------ Record extracts

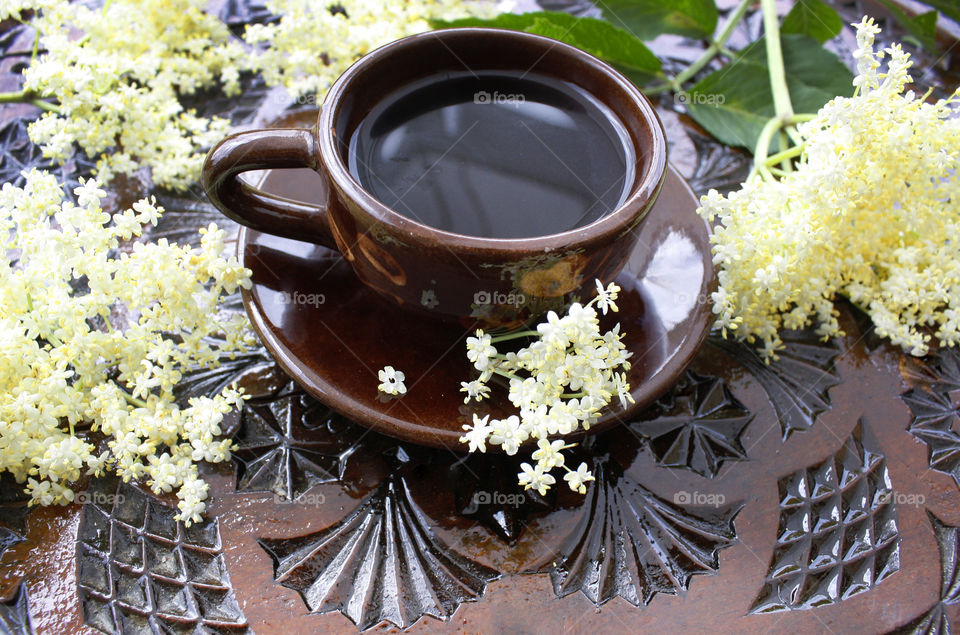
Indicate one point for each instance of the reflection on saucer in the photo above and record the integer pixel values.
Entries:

------------
------ Record extracts

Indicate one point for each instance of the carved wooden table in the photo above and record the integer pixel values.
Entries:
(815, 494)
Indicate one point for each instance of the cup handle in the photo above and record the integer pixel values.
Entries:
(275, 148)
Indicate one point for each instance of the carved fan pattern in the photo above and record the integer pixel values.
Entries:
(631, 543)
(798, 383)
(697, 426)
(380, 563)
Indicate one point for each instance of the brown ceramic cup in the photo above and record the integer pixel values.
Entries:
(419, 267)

------------
------ Record extracts

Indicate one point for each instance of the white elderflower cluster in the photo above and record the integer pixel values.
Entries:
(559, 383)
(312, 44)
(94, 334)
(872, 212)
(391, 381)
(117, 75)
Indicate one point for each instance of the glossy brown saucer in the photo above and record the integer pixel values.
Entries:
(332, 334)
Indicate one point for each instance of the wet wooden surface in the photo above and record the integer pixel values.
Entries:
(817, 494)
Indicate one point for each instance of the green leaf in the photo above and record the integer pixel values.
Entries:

------------

* [Task to carry out] Say how many lines above contain the string "saucer". Answer with the number only.

* [Solution] 2